* begin *

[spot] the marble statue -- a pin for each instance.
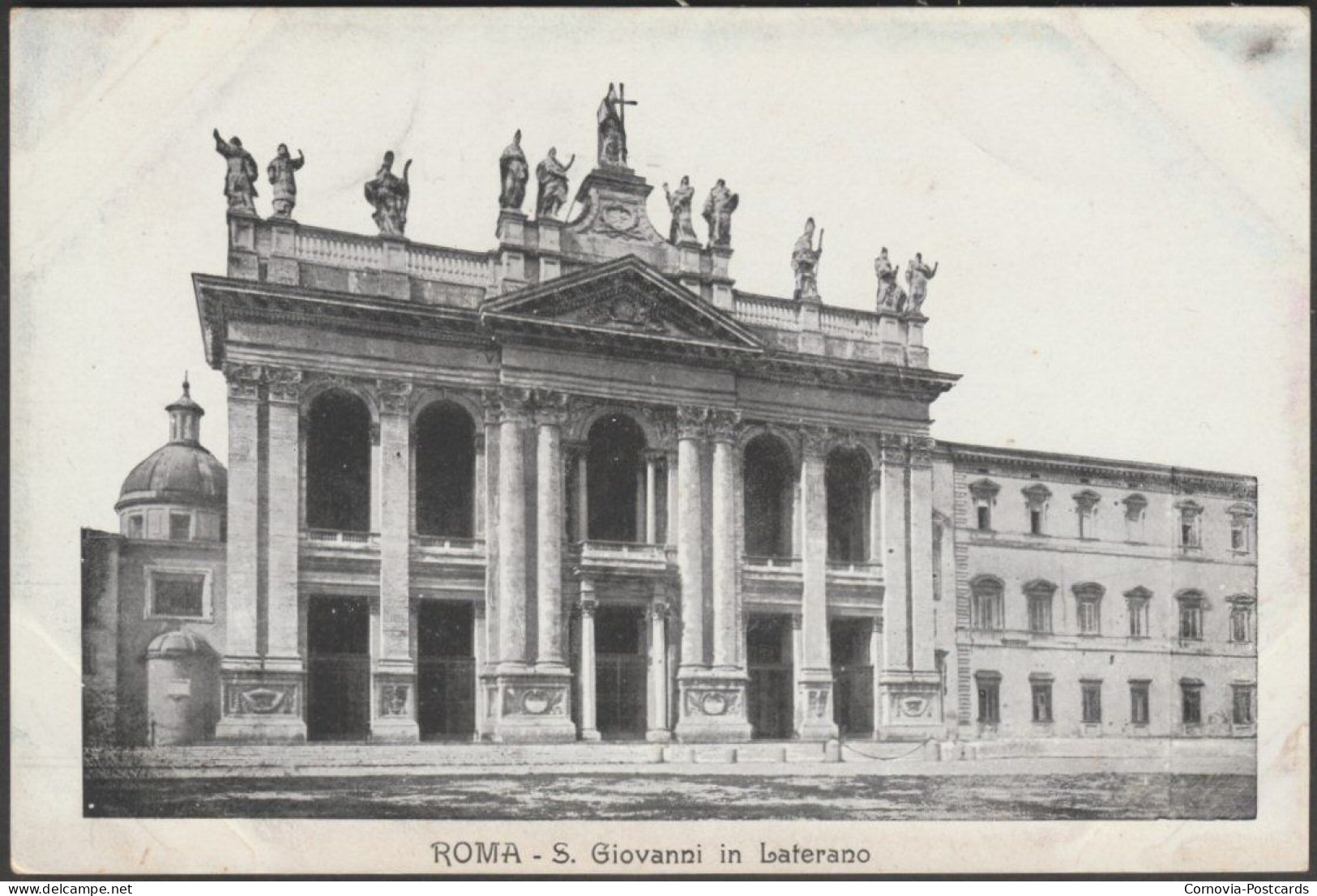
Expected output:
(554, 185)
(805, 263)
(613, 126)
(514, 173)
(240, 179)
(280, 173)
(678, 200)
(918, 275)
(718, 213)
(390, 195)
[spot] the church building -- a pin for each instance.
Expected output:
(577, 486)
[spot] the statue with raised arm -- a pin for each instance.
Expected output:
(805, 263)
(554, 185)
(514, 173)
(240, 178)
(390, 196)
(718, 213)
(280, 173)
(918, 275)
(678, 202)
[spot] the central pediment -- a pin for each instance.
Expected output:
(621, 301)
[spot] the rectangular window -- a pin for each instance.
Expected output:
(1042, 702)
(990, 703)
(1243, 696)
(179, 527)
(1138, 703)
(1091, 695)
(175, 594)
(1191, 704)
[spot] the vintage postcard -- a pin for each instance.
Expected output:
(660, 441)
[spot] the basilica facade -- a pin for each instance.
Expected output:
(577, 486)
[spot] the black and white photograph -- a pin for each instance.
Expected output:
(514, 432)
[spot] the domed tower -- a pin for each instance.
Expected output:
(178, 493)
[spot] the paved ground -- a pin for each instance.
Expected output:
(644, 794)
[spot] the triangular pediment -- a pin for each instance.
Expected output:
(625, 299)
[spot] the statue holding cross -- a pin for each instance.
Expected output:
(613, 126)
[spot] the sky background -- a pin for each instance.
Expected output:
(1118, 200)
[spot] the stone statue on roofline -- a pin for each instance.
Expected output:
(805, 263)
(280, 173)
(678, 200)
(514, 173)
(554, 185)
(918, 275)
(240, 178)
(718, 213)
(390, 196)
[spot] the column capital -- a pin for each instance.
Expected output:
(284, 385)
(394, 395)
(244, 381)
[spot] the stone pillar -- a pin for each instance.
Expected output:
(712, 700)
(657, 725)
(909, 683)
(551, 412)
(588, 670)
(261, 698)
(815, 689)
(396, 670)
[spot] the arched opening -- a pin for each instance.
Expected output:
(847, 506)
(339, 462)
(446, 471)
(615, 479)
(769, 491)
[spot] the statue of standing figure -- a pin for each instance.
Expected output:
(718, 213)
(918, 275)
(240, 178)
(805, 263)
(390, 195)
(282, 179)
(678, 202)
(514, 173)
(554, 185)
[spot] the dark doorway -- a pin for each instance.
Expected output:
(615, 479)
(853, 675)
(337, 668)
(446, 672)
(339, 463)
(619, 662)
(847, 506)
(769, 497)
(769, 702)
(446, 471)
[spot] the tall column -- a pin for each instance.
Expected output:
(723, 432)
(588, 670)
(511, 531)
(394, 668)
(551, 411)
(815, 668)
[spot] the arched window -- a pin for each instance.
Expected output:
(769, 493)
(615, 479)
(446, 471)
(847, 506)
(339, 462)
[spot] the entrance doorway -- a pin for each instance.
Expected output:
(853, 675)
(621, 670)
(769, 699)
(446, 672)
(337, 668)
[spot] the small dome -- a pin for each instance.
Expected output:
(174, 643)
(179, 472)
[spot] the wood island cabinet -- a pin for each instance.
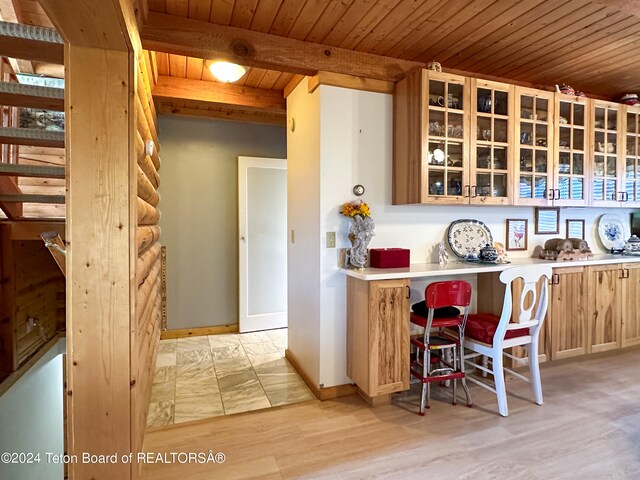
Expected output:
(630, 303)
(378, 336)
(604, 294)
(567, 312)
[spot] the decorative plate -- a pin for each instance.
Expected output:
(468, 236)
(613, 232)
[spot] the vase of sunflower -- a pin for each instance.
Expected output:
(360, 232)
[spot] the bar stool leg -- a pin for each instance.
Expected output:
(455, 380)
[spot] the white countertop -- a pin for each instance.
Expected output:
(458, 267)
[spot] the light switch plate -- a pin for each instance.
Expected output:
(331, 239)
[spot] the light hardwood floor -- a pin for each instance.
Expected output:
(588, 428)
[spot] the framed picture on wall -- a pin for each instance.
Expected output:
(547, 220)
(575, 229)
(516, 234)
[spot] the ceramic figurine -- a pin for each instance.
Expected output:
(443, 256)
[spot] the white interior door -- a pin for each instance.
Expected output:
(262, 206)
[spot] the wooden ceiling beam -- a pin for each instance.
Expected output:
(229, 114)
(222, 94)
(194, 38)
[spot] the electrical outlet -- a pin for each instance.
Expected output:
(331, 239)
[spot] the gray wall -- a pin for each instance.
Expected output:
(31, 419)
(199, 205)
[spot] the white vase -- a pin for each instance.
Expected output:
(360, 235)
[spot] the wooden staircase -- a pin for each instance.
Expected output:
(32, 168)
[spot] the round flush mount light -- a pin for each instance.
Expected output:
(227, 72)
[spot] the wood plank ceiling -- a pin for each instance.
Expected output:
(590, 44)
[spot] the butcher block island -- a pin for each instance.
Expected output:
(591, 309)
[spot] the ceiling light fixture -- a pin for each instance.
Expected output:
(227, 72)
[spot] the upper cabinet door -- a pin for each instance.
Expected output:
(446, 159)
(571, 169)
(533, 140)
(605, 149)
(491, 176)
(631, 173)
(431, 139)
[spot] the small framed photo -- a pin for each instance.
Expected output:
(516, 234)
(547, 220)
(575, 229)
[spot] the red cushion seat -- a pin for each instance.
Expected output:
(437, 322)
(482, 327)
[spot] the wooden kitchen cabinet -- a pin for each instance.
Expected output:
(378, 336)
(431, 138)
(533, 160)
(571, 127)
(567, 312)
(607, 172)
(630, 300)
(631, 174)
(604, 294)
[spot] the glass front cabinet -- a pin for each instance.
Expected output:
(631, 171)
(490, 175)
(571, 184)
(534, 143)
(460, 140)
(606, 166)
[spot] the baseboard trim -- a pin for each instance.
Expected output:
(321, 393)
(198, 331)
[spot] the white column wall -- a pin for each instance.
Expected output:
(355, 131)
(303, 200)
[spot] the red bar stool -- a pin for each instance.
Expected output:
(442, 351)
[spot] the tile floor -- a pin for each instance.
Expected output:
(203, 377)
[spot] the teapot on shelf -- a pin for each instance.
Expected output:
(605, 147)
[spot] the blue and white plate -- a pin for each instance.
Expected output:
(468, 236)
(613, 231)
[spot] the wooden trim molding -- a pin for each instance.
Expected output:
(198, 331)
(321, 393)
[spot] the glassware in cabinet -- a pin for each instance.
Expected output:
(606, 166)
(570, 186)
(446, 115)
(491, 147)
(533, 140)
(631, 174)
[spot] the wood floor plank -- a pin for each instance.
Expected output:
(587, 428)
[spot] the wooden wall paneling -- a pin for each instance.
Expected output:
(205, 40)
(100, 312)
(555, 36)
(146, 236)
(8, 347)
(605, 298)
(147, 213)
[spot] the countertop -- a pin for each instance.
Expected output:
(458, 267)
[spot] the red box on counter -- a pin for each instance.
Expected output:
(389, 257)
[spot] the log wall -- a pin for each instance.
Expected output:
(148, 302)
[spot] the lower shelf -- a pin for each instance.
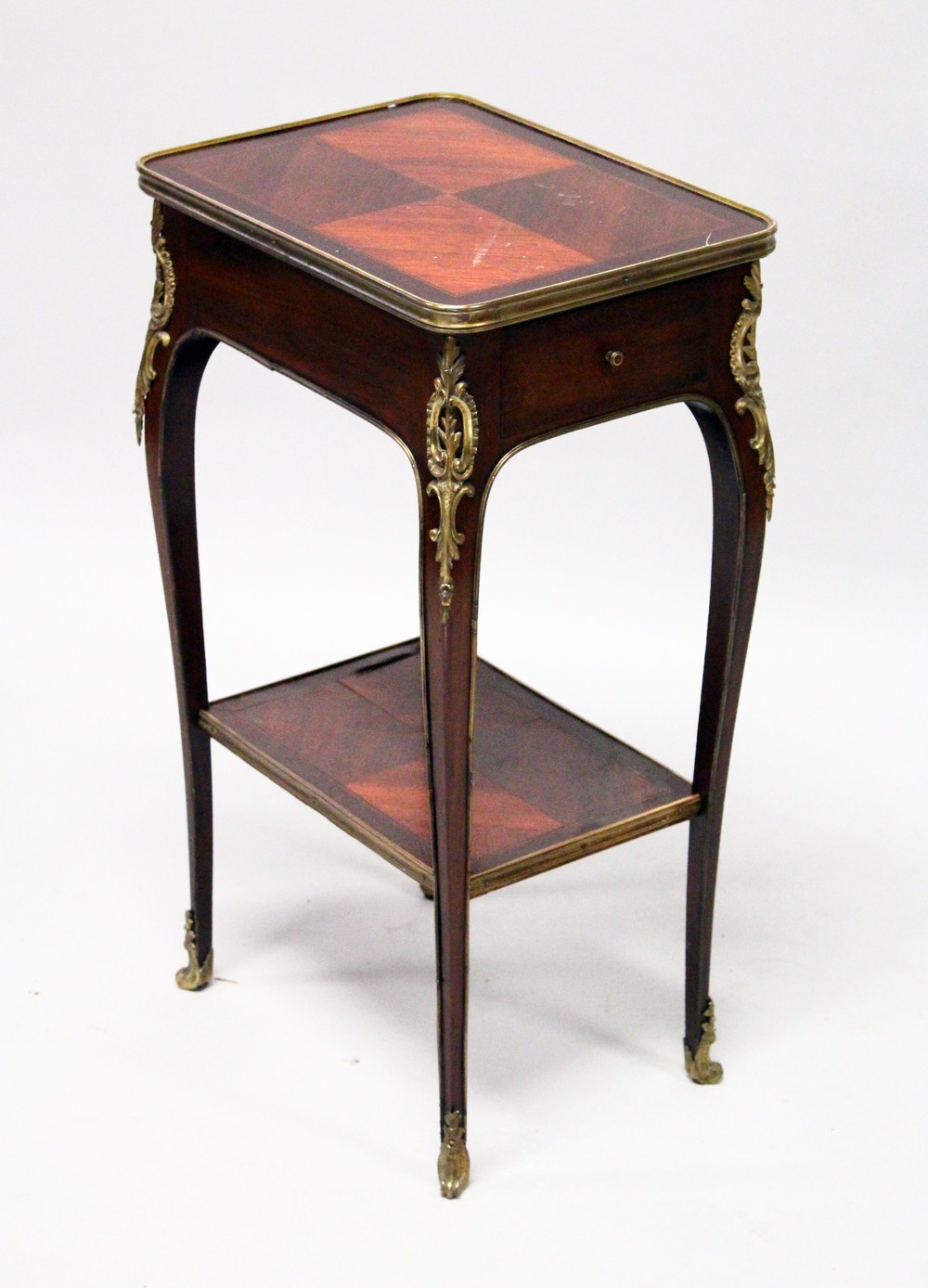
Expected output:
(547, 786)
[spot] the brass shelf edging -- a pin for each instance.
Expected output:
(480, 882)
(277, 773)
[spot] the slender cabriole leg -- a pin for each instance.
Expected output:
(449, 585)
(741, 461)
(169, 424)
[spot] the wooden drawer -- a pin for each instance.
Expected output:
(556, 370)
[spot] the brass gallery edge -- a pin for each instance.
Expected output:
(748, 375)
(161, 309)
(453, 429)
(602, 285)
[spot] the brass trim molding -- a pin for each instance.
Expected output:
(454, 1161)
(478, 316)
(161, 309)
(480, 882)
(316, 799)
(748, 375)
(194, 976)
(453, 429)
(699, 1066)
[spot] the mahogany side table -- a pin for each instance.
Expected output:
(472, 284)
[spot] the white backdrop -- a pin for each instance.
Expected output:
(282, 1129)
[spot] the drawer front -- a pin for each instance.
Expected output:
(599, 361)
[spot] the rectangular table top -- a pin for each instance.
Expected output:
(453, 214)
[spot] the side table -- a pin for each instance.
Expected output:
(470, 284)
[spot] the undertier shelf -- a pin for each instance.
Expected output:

* end *

THE EXERCISE: Rewrite all of the data, replacing "a pin for each instance" with "one point per instance" and leaving everything else unchanged. Omit the pictures from your answer.

EXPECTED OUTPUT:
[spot] the marble statue -- one point per instance.
Expected output:
(554, 185)
(805, 263)
(613, 126)
(514, 173)
(240, 179)
(280, 173)
(678, 200)
(918, 275)
(718, 213)
(390, 195)
[spot] the church building -- one point per instance.
Expected output:
(577, 486)
[spot] the statue with raised arm -- one point per instance.
Expected output:
(805, 263)
(554, 185)
(514, 173)
(240, 178)
(390, 196)
(718, 213)
(280, 173)
(918, 275)
(678, 202)
[spot] the central pediment -- one point per instance.
Expected output:
(621, 301)
[spot] the rectangular window -- one point per instance.
Expected output:
(1042, 702)
(990, 703)
(1243, 696)
(179, 527)
(1138, 703)
(1091, 695)
(175, 594)
(1191, 704)
[spot] the vintage postcard -- one point per instance.
Expected output:
(660, 441)
[spot] the basilica facade -- one point per instance.
Expected output:
(577, 486)
[spot] the black and white photograph -- one point per instance.
Expected output:
(514, 432)
[spot] the domed tower -- one point per instance.
Expected output:
(178, 493)
[spot] the paved ground -- one point per instance.
Expected output:
(644, 794)
[spot] the triangular pediment -- one point per instance.
Expected output:
(625, 299)
[spot] the statue holding cross -- one point per instance.
Expected output:
(613, 126)
[spot] the sky background -- one point per instance.
Expected output:
(1118, 200)
[spot] the stone statue on roofline -- one point per instance.
Expected output:
(805, 263)
(280, 173)
(678, 200)
(514, 173)
(554, 185)
(918, 275)
(240, 178)
(718, 213)
(390, 196)
[spot] the column capital -- one point per instance.
Expected output:
(284, 385)
(394, 395)
(244, 381)
[spot] the stone pillar -- one point per instance.
Expected output:
(712, 700)
(657, 725)
(909, 683)
(551, 412)
(588, 670)
(261, 698)
(815, 689)
(396, 670)
[spot] the arched opening -- one point per instance.
Expected output:
(847, 506)
(339, 462)
(446, 471)
(615, 479)
(769, 491)
[spot] the statue of standing figure -- one point per instance.
Expected output:
(718, 213)
(918, 275)
(240, 178)
(805, 263)
(390, 195)
(282, 179)
(678, 202)
(514, 173)
(554, 185)
[spot] the dark doorway -- one point per instance.
Expected output:
(615, 479)
(853, 675)
(337, 668)
(446, 672)
(339, 463)
(619, 662)
(847, 506)
(769, 497)
(769, 702)
(446, 471)
[spot] the tall column -- one point per instance.
Expected output:
(723, 432)
(588, 670)
(511, 531)
(394, 668)
(551, 411)
(815, 668)
[spot] the arched window -- one point per instance.
Expected output:
(769, 493)
(615, 479)
(446, 471)
(847, 506)
(339, 462)
[spot] the entrance doorway -- one point per instance.
Expected output:
(853, 675)
(621, 670)
(769, 699)
(446, 672)
(337, 668)
[spot] the small dome -- one point per instance.
Expected output:
(174, 643)
(179, 472)
[spot] the wood island cabinet -- one point per instance.
Expected output:
(630, 303)
(378, 336)
(604, 294)
(567, 312)
[spot] the decorative plate -- one point per instance.
Expected output:
(468, 236)
(613, 232)
[spot] the vase of sunflower -- one point per instance.
Expected output:
(360, 232)
[spot] the bar stool leg -- one point per instance.
Expected output:
(455, 380)
[spot] the white countertop -- one point per instance.
Expected output:
(458, 267)
[spot] the light switch plate -- one point per instance.
Expected output:
(331, 239)
[spot] the light hardwood floor -- one point per instance.
Expected output:
(588, 428)
[spot] the framed picture on wall -- one point per instance.
Expected output:
(547, 220)
(575, 229)
(516, 234)
[spot] the ceramic figurine -- one point per instance.
Expected output:
(443, 256)
[spot] the white interior door -- one point per instance.
Expected output:
(262, 206)
[spot] the wooden ceiling beam -- one point per instance.
Expected output:
(229, 114)
(222, 94)
(194, 38)
[spot] the electrical outlet -- one point per instance.
Expected output:
(331, 239)
[spot] the gray wall -- one point per instance.
Expected output:
(31, 419)
(199, 205)
[spot] the white vase -- one point per instance.
Expected output:
(360, 235)
[spot] the wooden staircase -- one point per instance.
Expected output:
(32, 168)
[spot] the round flush mount light -- one point per instance.
Expected output:
(227, 72)
[spot] the wood plank ceiling -- one point per instance.
Expected output:
(590, 44)
[spot] the butcher block island -- one point per instance.
Expected output:
(591, 309)
[spot] the ceiling light fixture -- one point per instance.
Expected output:
(227, 72)
[spot] the upper cabinet door -- one point per instance.
Expected output:
(446, 159)
(571, 169)
(533, 140)
(605, 149)
(491, 176)
(631, 173)
(431, 139)
[spot] the small framed photo -- one point per instance.
Expected output:
(516, 234)
(547, 220)
(575, 229)
[spot] the red cushion seat -- one point per instance.
Expected output:
(437, 322)
(482, 327)
[spot] the wooden kitchen cabinet -- one point per instance.
Expected output:
(378, 336)
(431, 138)
(533, 160)
(571, 127)
(567, 312)
(607, 172)
(630, 300)
(631, 174)
(604, 294)
[spot] the glass front cabinet -- one point per instance.
Expected output:
(631, 171)
(490, 175)
(571, 184)
(534, 143)
(460, 140)
(606, 166)
[spot] the baseboard trim -- one point per instance.
Expected output:
(321, 393)
(198, 331)
[spot] the white column wall -- one point per instance.
Expected output:
(355, 131)
(303, 200)
[spot] the red bar stool -- one point per instance.
Expected output:
(442, 351)
[spot] the tile floor -- one point per instance.
Expected output:
(203, 377)
[spot] the teapot on shelf -- one point per instance.
Expected output:
(605, 147)
[spot] the blue and white plate -- one point per instance.
Expected output:
(468, 236)
(613, 231)
[spot] the wooden trim molding -- one point per instance.
Expected output:
(198, 331)
(321, 393)
[spot] the glassware in cabinet -- one point per instance.
Expected output:
(606, 166)
(570, 186)
(446, 115)
(491, 147)
(533, 140)
(631, 174)
[spot] the wood floor plank -- one point per instance.
Expected output:
(587, 428)
[spot] the wooden wall paneling -- one point per instance.
Expected output:
(205, 40)
(100, 312)
(555, 36)
(146, 236)
(8, 347)
(605, 298)
(147, 213)
[spot] the countertop -- one point per instance.
Expected output:
(458, 267)
[spot] the red box on counter -- one point per instance.
Expected output:
(389, 257)
[spot] the log wall -- one point per instance.
Expected output:
(148, 302)
[spot] the lower shelf -- one point per instance.
Expected output:
(547, 786)
[spot] the brass shelf edging -- one point per instance.
Expected output:
(480, 882)
(277, 773)
[spot] the slender cabriole leg -- one point per instance.
Expected output:
(449, 585)
(741, 461)
(169, 424)
[spot] the wooden drawer -- one point per instance.
Expected output:
(556, 370)
[spot] the brass gallery edge -- one point per instance.
Expected output:
(748, 375)
(161, 309)
(453, 429)
(602, 285)
[spot] the brass trim molding -- one point per instance.
Expected output:
(454, 1161)
(478, 316)
(161, 309)
(480, 882)
(316, 799)
(748, 375)
(194, 976)
(453, 429)
(699, 1066)
[spot] the mahogany side table -- one point per instance.
Expected output:
(472, 284)
[spot] the white backdrop -- one point per instance.
Expected output:
(282, 1129)
[spot] the drawer front -- one point per instance.
Expected output:
(599, 361)
[spot] the rectangular table top -- one point per instance.
Expected output:
(453, 214)
[spot] the side table -- one point per instance.
Expected output:
(470, 284)
[spot] the undertier shelf -- one point per instance.
Expected output:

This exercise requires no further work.